[QUOTED TEXT]
Splitting up 'cliccfg' implies also an adjustment to the way the 'nmbits' field operates. There will now be up to three configuration registers, which here I will call 'clicmcfg', 'clicscfg', and 'clicucfg'. The new registers can have these layouts:
clicmcfg
bits field 7:6 reserved (WARL 0) 5 nmbits 4:1 nlbits[3:0] 0 nvbits
clicscfg
bits field 7:6 reserved (WARL 0) 5 nmbits 4:1 nlbits[3:0] 0 nvbits
clicucfg
bits field 7:5 reserved (WARL 0) 4:1 nlbits[3:0] 0 nvbits
Bit 'clicmcfg.nmbits' determines whether any interrupts can be delegated to privilege levels beyond M-mode. If 'clicmcfg.nmbits' = 0, then all interrupts are taken in M-mode, and 'clicscfg' and 'clicucfg' are ignored. Likewise, when S-mode is supported, bit 'clicscfg.nmbits' determines whether interrupts can be delegated beyond S-mode to U-mode. If 'clicmcfg.nmbits' = 1 and 'clicscfg.nmbits' = 0, then no interrupts are delegated beyond S-mode, and 'clicucfg' is again ignored.
For illustration purposes, let's assume our CLIC implements all 8 bits in each 'clicintctl[]' byte. If 'clicmcfg.nmbits' = 0, then the 8 bits are all used for the M-mode interrupt priority, split up by 'clicmcfg' fields 'nlbits' and 'nvbits', same as before. On the other hand, if 'clicmcfg.nmbits' = 1, then bit 7 of each interrupt control byte decides whether an interrupt is taken in M-mode or is delegated to the next lower privilege level.

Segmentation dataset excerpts
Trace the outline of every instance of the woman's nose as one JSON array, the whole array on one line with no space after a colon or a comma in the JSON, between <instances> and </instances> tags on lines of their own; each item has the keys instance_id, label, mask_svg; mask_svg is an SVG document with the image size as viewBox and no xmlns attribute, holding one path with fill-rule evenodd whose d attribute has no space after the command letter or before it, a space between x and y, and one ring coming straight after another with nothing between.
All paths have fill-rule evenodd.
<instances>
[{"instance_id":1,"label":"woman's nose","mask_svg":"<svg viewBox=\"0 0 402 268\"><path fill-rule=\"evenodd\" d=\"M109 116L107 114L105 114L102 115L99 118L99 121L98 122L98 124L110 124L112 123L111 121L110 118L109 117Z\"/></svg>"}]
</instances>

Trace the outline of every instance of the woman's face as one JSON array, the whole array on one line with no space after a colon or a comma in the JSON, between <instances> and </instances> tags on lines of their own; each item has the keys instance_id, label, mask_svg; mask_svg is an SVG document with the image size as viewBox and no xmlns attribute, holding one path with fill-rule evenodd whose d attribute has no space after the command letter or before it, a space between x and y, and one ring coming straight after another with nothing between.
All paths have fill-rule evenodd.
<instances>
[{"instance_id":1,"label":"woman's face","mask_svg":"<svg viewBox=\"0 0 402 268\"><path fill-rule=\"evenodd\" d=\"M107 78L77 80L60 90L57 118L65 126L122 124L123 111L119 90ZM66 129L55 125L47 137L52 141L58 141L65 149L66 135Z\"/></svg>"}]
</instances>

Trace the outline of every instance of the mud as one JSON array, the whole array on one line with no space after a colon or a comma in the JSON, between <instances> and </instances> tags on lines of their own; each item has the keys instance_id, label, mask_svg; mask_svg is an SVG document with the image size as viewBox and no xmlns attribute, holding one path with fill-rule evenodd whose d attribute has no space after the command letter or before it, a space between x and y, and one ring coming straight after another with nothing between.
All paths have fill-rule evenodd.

[WHAT TO PRODUCE] Repeat the passage on CLIC configuration registers word for word, from "For illustration purposes, let's" to "lower privilege level.".

[RESPONSE FOR THIS EXERCISE]
For illustration purposes, let's assume our CLIC implements all 8 bits in each 'clicintctl[]' byte. If 'clicmcfg.nmbits' = 0, then the 8 bits are all used for the M-mode interrupt priority, split up by 'clicmcfg' fields 'nlbits' and 'nvbits', same as before. On the other hand, if 'clicmcfg.nmbits' = 1, then bit 7 of each interrupt control byte decides whether an interrupt is taken in M-mode or is delegated to the next lower privilege level.